45.The date of entry of the Minutes in the Minutes Book shall be recorded by the Company Secretary. Where there is no Company Secretary, it shall be entered by any other person authorised by the Board or the Chairman. (Clause 17.4.2 of Secretarial Standard on General Meeting )

46.Chairman shall initial each page of the Minutes, sign the last page and append to such signature the date on which and the place where he has signed the Minutes. Minutes shall be signed and dated by the chairman of the same meeting within the aforesaid period of thirty days or in the event of the death or inability of that chairman within that period, by a director who was present in the Meeting and duly authorized by the Board for the purpose. If the Minutes are maintained in electronic form, the Chairman shall sign the Minutes digitally. [Rule 25 of the Companies (Management and Administration) Rules, 2014] (Clause 17.5 of Secretarial Standard on General Meeting )

48.Any blank space in a page between the conclusion of the Minutes and signature of the Chairman shall be scored out. (Clause 17.5 of Secretarial Standard on General Meeting )

49.If any special resolution passed in the general meeting, file a certified copy of special resolution along with a copy of notice including explanatory statement with the Registrar in E-Form No. MGT.14 under Section 117 of the Act along with fee as provided in the Companies (Registration offices and fees) Rules, 2014 within 30 days of passing Special Resolution in general meeting.

 

Notes:

  1. The provisions of calling of an extra ordinary general meeting [Sections 98 and sections 100 to 111] shall not apply to a One Person Company.
  1. Any resolutions required to be transacted at general meeting of One Person Company shall be sufficient if resolution is communicated by member to the Company and entered in minute books required to be maintained under section 118 and signed and dated by the member and such date shall be deemed to be the date of the meeting for all the purposes under this Act.

        With respect to Notice of EGM:

  1. In the case of Members, Notice shall be given at the address registered with the Company or depository. In the case of shares or other securities held jointly by two or more persons, the Notice shall be given to the person whose name appears first as per records of the Company or the depository, as the case may be. In the case of any other person who is entitled to receive Notice, the same shall be given to such person at the address provided by him. (Clause 1.2.1 of Secretarial Standard on General Meeting )
  1. Where the company has received intimation of death of a Member, the Notice of Meeting shall be sent as under:

(a) where securities are held singly, to the Nominee of the single holder;

(b) where securities are held by more than one person jointly and any joint holder dies, to the surviving first joint holder;

(c) where securities are held by more than one person jointly and all the joint holders die, to the Nominee appointed by all the joint holders;

In the absence of a Nominee, the Notice shall be sent to the legal representative of the deceased Member.

In case of insolvency of a Member, the Notice shall be sent to the assignee of the insolvent Member.

      In case the Member is a company or body corporate which is being wound up, Notice shall be sent to the liquidator. (Clause 1.2.1 of Secretarial Standard on General Meeting )

  1. ‘Electronic means’ means any communication sent by a company through its authorised and secured computer programme which is capable of producing confirmation and keeping record of such communication addressed to the person entitled to receive such communication at the last electronic mail address provided by the Member. The company shall ensure that it uses a system which produces confirmation of the total number of recipients e-mailed and a record of each recipient to whom the Notice has been sent and copy of such record and any Notices of any failed transmissions and subsequent resending shall be retained by or on behalf of the company as ‘‘proof of sending’’. (Clause 1.2.2 of Secretarial Standard on General Meeting )

● Data block
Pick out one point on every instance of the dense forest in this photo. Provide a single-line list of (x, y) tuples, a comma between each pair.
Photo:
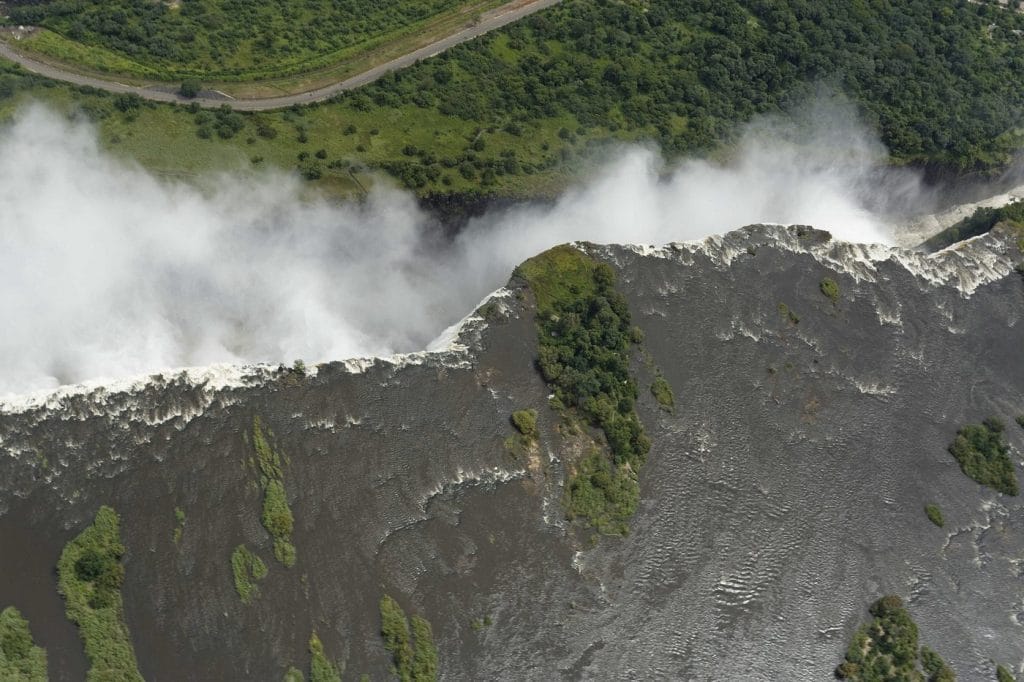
[(517, 111), (224, 36), (939, 78)]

● Stated problem
Answer these questions from the passage on minutes and notices of general meetings.
1. If there is no Company Secretary, who enters the date of entry of the Minutes in the Minutes Book?
2. In which e-form is a certified copy of a special resolution filed with the Registrar?
3. To whom is the Notice sent when the Member is a company or body corporate that is being wound up?

● Solution for this exercise
1. Any other person authorised by the Board or the Chairman.
2. E-Form No. MGT.14.
3. The liquidator.